Here are the main performance results. The LSTM performed best, with weighted F1-score 0.7800, ROC-AUC 0.9434, and PR-AUC 0.9222. The MLP achieved weighted F1 0.7639, and the 1D-CNN achieved 0.7579.

The LSTM was not the fastest, but it gave the best overall performance. The MLP was fastest, and the CNN had the most parameters but did not outperform the LSTM.

This result suggests that modeling feature dependencies with the LSTM was useful for this dataset. However, the difference is not huge, so all models are reasonably comparable.

**Possible question:** Why use weighted F1 instead of accuracy?

**Answer:** Because the dataset is imbalanced and the test distribution differs from training. Weighted F1 accounts for both precision and recall per class, weighted by support. Accuracy alone can hide poor performance on the minority or important class.

**Possible question:** What is ROC-AUC?

**Answer:** ROC-AUC measures how well the model ranks positive versus negative samples across classification thresholds. A value close to 1 means strong separability.

**Possible question:** What is PR-AUC and why is it useful?

**Answer:** PR-AUC is area under the precision-recall curve. It is especially useful for imbalanced classification because it focuses on precision and recall of the positive class.

---

### Slide 8 — SHAP: Global Feature Importance

**Pitch:**

After training, we used SHAP to explain the MLP model. SHAP assigns each feature a contribution value, based on the idea of Shapley values from game theory. In simple terms, it estimates how much each feature contributes to the prediction.

For the anomaly class, the most important feature was `logged_in`, followed by `dst_host_rerror_rate`, `protocol_type`, `rerror_rate`, and `dst_host_serror_rate`. These features make sense for intrusion detection because login status and error rates are closely related to suspicious behavior.

This result shows that the model is not using random features; it is relying on meaningful network behavior indicators.

**Concepts to know:**

- SHAP = SHapley Additive exPlanations.
- It is based on Shapley values from cooperative game theory.
- It gives local explanations and can be aggregated into global importance.
- Mean absolute SHAP value measures average feature impact.

**Possible question:** Explain SHAP simply.

**Answer:** SHAP measures how much each feature contributes to moving the prediction away from the average prediction. Positive or negative SHAP values show whether a feature pushes the prediction toward or away from a class.

(Raw data)
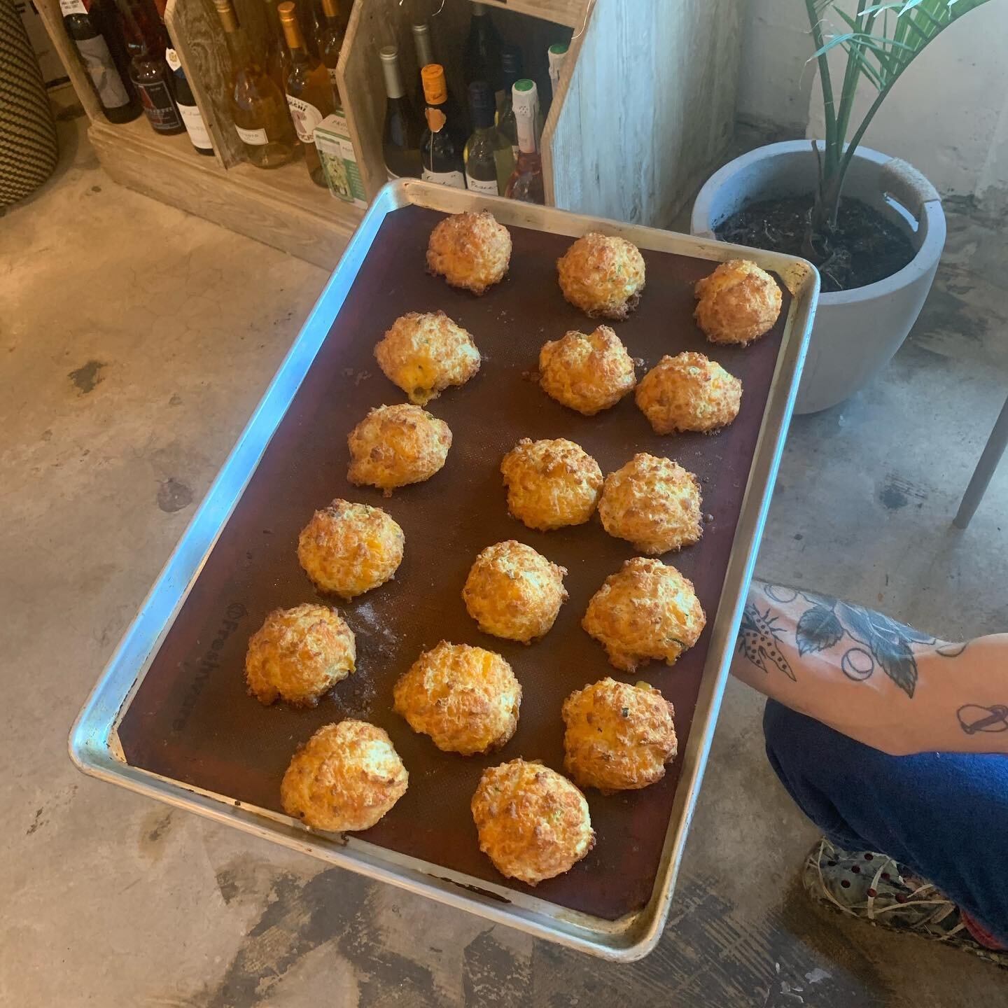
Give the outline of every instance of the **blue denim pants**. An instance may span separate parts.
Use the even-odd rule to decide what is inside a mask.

(Work to complete)
1. Using the notes on model results and SHAP, tell whether each statement agrees with them. Answer yes or no for each, and quote the deciding words. (a) The MLP was the fastest model. (b) The CNN had the fewest parameters. (c) SHAP was used to explain the LSTM model.
2. In the notes on model results and SHAP, which feature was the most important for the anomaly class?
3. Retype the part of the notes on model results and SHAP starting with "After training, we" and going on through "SHapley Additive exPlanations.".

(Final results)
1.
(a) Yes: "The MLP was fastest"
(b) No: "the CNN had the most parameters"
(c) No: "we used SHAP to explain the MLP model"

2. The most important feature was `logged_in`.

3.
After training, we used SHAP to explain the MLP model. SHAP assigns each feature a contribution value, based on the idea of Shapley values from game theory. In simple terms, it estimates how much each feature contributes to the prediction.

For the anomaly class, the most important feature was `logged_in`, followed by `dst_host_rerror_rate`, `protocol_type`, `rerror_rate`, and `dst_host_serror_rate`. These features make sense for intrusion detection because login status and error rates are closely related to suspicious behavior.

This result shows that the model is not using random features; it is relying on meaningful network behavior indicators.

**Concepts to know:**

- SHAP = SHapley Additive exPlanations.